SELECTION >>
>> start
Still, telling a person who is craving to meet their soul mate to just distract themselves and keep pursuing the good in the present seems a tad harsh. Desiring to meet the man God has for you seems to me to be a perfectly natural, ordered good. The problem only comes when you let that desire overcome your entire life.
As my husband, John, and I celebrate our one year anniversary, I can’t help but thoroughly praise God for bringing him into my life. John is everything I hoped for, everything I always wanted. In a temporal way, John completes me. We go to Mass together, we pray the rosary together, and we challenge each other. We get into spats, anxieties and sin together, but I love having someone to face all of that icky, ugly stuff with in solidarity. We always eventually come to the conclusion that it’s our purpose to serve God together... sin gets in our way and so, as a couple, we need to fight that with all of our being.
Since I’m a blogger (and a woman), I naturally like lists. Here is a list of the things I wish I’d kept in mind before I met my husband
- There is absolutely nothing wrong with you if you’re into your twenties or thirties (or forties) and have never had a serious boyfriend. A dating history is an incredibly poor indicator of happiness in the future. Hanging out with friends or pursuing a fun hobby is a much more purposeful and excellent way to spend free time than dating a loser who you’d never see yourself marrying. Also, just because you haven’t dated anyone before does NOT mean you are not beautiful, fun, smart and a great catch. Having dated a lot is in no way correlated with your meeting an amazing man and living happily ever after.
- Standing up for what you believe in and what you want from the beginning is a really good idea. Not having sex before marriage, babies after marriage, etc. are good things that should be put on the table and pursued!! Don’t be afraid of the beauty of your faith and the purity of your dreams! Faith and purity are worthy goals to strive for... not aspects about yourself to hide! A good man finds these qualities attractive, so communicating these aspects about yourself helps you find out what kind of guy he really is.
- Know where to draw the line when it comes to unsolicited advice. Only seek advice from those who absolutely want the best for you. Dating is about discerning which man is going to lead you to heaven. Other friends and family will find it extremely easy to cut that down and distract you with shallower concerns. My sister thought John was geeky and some of my girlfriends thought he was awkward. I stressed out about those observations until one day I realized...I love those aspects about him!
- Avoid getting caught up in the 21st century “relationship trends”. By this I mean, worrying about being “Facebook official”, planning your future wedding on Pinterest, or spending a ton of time going out in groups and making everyone think you’re in a great relationship when you might not be. Dating is a time of serious discernment. Focus on the time you’re spending with this man. Do you enjoy the time spent together doing absolutely nothing? Does he make you laugh? Does he encourage you to pursue things that you know to be good (faith, acts of charity, relationships with your family, chastity, etc.)? It does not matter what the rest of the world thinks. You know the difference between right and wrong. You know how to tell when a guy is a good man and when he’s really just a boy. Trust your instincts!
>> end
WHAT IS ASKED >>
**A)** Output a verbatim excerpt from the dating advice passage: begin at the words "- Avoid getting" and stop after "Trust your instincts!".
**B)** Answer these questions using the dating advice passage:
(i) Which anniversary are the writer and John celebrating?
(ii) What did the writer's sister think of John?
(iii) What two examples does the writer give of things that should be put on the table?
**C)** Extend the dating advice passage past its final sentence.
The data after this point comes from a separate, unrelated source.

INFORMATION SHOWN >>
>> start
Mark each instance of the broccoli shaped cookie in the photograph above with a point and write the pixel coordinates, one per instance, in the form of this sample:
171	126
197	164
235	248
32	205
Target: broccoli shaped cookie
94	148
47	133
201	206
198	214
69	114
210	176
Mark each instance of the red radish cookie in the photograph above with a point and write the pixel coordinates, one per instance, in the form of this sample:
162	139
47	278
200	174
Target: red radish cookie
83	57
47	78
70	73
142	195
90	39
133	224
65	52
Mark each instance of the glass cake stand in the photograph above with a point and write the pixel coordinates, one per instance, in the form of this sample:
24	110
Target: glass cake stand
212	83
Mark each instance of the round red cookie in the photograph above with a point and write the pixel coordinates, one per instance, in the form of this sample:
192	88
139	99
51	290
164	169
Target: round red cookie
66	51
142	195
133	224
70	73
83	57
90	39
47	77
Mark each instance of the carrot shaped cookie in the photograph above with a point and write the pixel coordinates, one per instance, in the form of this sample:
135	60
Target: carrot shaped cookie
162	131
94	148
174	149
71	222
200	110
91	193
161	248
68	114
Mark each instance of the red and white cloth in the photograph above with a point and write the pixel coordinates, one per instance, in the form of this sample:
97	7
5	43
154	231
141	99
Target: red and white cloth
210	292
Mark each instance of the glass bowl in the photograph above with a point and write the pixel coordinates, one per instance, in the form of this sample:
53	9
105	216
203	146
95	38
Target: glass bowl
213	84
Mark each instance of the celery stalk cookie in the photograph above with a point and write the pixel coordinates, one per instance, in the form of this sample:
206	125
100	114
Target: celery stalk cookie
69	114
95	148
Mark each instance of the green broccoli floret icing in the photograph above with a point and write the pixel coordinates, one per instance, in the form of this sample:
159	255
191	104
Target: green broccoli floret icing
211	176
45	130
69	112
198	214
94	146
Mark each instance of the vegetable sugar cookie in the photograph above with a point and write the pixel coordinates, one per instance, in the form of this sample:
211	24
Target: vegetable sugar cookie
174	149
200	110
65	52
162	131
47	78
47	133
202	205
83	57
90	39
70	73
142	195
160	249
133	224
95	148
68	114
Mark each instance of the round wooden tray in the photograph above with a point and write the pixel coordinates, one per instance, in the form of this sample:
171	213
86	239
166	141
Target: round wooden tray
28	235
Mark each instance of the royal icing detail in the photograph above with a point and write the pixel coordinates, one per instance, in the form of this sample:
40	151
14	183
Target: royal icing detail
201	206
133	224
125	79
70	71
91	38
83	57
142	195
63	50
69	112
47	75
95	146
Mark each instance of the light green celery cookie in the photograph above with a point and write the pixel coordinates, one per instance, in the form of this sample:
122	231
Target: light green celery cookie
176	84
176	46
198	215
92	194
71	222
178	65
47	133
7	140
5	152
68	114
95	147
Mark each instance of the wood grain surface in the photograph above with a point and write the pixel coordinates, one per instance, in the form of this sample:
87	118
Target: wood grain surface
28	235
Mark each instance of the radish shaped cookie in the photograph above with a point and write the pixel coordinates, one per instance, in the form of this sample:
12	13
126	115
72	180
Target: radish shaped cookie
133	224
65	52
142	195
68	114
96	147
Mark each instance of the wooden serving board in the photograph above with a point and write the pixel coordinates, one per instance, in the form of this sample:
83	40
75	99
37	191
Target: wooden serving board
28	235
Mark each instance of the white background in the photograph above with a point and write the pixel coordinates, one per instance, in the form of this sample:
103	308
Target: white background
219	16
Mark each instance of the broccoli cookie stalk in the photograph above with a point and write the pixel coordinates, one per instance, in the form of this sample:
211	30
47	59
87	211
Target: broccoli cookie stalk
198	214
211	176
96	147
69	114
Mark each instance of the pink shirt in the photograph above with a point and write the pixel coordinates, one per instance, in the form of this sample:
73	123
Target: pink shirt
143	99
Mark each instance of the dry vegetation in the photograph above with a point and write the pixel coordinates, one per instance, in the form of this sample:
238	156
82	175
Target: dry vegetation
>> end
THE RESPONSES >>
**A)**
- Avoid getting caught up in the 21st century “relationship trends”. By this I mean, worrying about being “Facebook official”, planning your future wedding on Pinterest, or spending a ton of time going out in groups and making everyone think you’re in a great relationship when you might not be. Dating is a time of serious discernment. Focus on the time you’re spending with this man. Do you enjoy the time spent together doing absolutely nothing? Does he make you laugh? Does he encourage you to pursue things that you know to be good (faith, acts of charity, relationships with your family, chastity, etc.)? It does not matter what the rest of the world thinks. You know the difference between right and wrong. You know how to tell when a guy is a good man and when he’s really just a boy. Trust your instincts!

**B)**
(i) Their one-year anniversary.
(ii) She thought John was geeky.
(iii) Not having sex before marriage, and having babies after marriage.

**C)**
- Spend time around people who help mold you into the person you want to be. Set high goals for yourself. Always be seeking ways to make yourself better, to accomplish things you set your mind to. Yes, dating is fun and it’s always nice to feel desired and wanted... but that’s really not what life is all about. Pray for your future husband (after I had a particularly ugly break up, I prayed that God give me a man like John Walker, the cutest, smartest guy I’d ever met but with whom I was stuck in the “friends zone”. God answered that prayer in the most incredible way!).
- Be wary of the “friendlationship zone”. I think this is one of the trickiest things girls face today when it comes to dating. They’ll start to be friends with a guy, fall for him and then be anxious about why he’s not moving things to the next level. I would say that if a guy has gotten to know you and is still not pursuing a dating relationship with you, it’s completely fair to ask him what his intentions are. You don’t have to reveal that you like him, but it’s unfair for him to drag you along and enjoy your company and send mixed messages about his feelings for you. A man who wants to pursue a relationship with you generally will without too much help!
Keep in mind that there is
absolutely nothing wrong with being a single, beautiful, faithful woman... take pride in that!! You show the world that fulfillment comes not from another person, but from God Himself. When you get right down to it, that is one of the most important witnesses our society needs right now. We turn everywhere but God for fulfillment and it’s easy to think that people can only be fulfilled when they’re married. Insane rates of divorce, domestic violence and “open marriages” tell a completely different story. God is all you really need, let Him help you.
Please pray for me, as I will for sure pray for you!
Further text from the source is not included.